Show each line of the records that contains the word "positive". Case counts.

RECORDS FOR THE TASK =
--- START ---
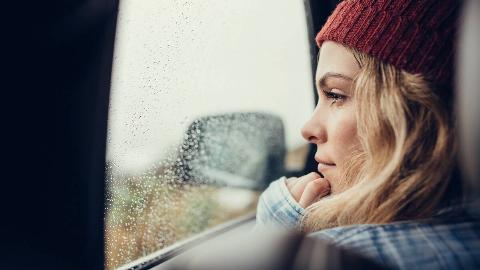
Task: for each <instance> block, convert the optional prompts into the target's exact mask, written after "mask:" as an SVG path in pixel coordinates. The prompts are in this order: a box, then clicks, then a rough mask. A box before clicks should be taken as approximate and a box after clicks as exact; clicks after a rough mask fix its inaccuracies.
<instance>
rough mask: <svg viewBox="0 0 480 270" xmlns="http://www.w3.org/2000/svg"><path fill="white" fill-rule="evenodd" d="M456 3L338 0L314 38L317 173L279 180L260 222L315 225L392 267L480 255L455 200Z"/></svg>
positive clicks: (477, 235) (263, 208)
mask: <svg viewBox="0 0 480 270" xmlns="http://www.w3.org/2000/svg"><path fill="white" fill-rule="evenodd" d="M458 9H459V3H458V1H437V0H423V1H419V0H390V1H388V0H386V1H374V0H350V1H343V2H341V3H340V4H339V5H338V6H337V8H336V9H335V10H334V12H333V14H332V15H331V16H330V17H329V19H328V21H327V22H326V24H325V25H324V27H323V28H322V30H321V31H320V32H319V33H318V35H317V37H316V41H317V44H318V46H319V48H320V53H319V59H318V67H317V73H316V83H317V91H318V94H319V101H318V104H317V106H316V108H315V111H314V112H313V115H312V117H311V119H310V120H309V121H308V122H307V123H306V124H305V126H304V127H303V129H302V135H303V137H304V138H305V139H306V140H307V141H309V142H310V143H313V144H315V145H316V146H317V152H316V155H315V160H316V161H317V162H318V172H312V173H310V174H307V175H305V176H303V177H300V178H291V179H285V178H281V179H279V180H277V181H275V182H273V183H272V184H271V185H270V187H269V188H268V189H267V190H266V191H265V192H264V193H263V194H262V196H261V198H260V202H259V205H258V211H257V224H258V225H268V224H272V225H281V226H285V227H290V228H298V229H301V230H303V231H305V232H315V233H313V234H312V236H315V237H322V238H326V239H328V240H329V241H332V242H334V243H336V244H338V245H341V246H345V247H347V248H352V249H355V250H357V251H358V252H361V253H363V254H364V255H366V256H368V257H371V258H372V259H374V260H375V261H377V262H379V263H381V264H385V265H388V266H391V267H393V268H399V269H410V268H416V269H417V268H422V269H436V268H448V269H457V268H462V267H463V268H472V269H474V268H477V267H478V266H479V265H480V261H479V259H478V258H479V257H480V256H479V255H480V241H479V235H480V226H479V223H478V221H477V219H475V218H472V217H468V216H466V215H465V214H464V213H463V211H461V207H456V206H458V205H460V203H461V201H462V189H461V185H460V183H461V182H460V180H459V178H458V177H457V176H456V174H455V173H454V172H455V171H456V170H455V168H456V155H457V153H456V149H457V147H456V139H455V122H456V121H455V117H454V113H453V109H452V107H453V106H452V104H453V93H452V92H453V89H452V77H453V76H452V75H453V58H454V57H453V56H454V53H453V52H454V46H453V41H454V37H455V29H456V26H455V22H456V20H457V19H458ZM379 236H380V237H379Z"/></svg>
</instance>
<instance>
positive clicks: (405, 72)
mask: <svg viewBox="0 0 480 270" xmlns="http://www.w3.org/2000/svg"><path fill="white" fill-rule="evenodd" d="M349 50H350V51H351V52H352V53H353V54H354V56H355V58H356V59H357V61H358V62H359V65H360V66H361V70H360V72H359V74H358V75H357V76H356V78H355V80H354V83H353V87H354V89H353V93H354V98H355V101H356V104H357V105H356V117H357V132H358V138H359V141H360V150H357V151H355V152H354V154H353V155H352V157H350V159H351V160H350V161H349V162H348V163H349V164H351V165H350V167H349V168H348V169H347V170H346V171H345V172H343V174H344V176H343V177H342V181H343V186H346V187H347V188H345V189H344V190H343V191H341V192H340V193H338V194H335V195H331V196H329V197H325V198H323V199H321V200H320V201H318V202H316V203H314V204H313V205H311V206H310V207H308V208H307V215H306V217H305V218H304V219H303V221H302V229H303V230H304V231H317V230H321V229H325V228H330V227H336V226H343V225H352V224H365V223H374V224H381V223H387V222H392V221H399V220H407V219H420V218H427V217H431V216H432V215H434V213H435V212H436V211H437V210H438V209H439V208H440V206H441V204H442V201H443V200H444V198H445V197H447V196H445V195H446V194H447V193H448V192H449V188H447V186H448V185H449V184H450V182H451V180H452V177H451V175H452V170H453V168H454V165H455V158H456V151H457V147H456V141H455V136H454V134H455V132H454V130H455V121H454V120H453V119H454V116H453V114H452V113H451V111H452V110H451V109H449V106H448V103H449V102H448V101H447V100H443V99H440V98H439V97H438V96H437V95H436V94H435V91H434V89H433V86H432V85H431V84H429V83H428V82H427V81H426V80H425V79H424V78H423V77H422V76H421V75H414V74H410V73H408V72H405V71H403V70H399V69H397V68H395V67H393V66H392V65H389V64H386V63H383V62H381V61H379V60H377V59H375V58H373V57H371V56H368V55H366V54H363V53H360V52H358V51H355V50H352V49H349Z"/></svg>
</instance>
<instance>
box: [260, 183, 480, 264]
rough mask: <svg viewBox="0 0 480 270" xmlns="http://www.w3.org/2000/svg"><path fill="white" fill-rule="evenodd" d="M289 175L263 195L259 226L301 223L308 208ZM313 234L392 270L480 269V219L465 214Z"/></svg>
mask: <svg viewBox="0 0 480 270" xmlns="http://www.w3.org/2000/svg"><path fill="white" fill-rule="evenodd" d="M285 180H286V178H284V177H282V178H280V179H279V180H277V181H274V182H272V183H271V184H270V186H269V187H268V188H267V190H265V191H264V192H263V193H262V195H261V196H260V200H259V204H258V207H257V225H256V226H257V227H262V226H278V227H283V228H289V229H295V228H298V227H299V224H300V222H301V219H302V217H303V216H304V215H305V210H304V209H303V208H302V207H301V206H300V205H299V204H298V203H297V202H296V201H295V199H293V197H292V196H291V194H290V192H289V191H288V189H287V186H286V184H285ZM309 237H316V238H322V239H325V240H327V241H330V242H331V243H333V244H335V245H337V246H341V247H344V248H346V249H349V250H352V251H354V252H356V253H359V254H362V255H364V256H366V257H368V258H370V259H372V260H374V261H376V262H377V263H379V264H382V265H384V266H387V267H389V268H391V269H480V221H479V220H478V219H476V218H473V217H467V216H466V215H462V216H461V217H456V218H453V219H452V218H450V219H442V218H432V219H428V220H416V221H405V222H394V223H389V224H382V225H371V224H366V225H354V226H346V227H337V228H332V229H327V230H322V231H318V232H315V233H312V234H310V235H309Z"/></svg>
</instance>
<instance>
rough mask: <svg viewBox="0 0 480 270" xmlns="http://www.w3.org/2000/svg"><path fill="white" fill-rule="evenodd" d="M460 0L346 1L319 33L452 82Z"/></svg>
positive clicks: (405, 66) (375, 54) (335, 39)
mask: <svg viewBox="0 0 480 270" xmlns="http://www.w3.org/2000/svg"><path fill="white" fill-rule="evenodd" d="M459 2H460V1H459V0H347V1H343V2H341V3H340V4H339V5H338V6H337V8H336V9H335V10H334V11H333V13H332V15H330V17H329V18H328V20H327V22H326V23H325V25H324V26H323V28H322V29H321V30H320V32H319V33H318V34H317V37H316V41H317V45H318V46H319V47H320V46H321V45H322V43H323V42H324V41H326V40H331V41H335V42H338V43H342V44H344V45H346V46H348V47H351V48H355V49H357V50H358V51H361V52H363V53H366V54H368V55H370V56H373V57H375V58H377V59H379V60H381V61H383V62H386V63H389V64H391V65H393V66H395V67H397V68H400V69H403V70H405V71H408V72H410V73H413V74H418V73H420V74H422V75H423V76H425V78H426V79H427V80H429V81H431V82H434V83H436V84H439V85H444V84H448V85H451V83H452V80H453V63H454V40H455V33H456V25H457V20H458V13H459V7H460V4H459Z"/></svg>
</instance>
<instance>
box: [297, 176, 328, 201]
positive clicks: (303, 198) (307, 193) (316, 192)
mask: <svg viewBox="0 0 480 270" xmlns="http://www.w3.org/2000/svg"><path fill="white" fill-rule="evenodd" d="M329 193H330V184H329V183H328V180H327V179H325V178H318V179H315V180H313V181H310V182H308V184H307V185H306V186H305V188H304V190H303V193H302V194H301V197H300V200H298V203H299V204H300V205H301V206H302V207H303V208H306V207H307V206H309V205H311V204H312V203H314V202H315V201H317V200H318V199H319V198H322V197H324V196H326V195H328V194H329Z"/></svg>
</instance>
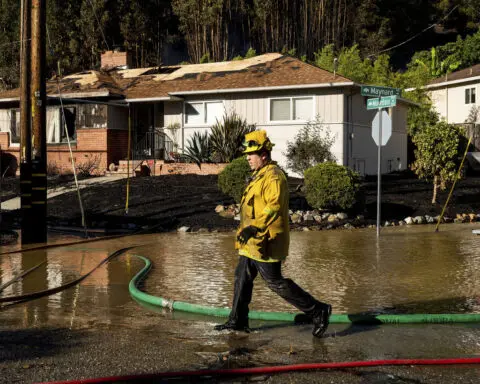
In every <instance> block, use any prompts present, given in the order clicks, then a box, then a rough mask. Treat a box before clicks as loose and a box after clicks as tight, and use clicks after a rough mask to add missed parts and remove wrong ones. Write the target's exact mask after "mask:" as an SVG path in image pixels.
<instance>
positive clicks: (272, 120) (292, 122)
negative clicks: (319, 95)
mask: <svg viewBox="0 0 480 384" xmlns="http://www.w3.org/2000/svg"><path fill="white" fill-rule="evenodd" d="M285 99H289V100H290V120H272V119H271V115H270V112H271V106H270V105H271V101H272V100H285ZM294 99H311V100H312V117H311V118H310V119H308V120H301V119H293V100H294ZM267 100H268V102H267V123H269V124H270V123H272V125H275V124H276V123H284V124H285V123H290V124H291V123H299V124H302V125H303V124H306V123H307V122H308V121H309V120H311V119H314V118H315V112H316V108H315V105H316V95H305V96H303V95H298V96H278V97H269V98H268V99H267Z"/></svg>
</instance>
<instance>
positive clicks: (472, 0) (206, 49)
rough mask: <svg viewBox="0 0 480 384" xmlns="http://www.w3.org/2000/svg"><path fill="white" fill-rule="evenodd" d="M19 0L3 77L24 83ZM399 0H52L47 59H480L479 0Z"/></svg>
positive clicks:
--- END ---
OUTPUT OF THE EXERCISE =
positive clicks: (477, 235) (263, 208)
positive clicks: (405, 72)
positive clicks: (405, 66) (375, 54) (335, 39)
positive clicks: (303, 198) (307, 193) (316, 192)
positive clicks: (272, 120) (292, 122)
positive clicks: (472, 0) (206, 49)
positive clicks:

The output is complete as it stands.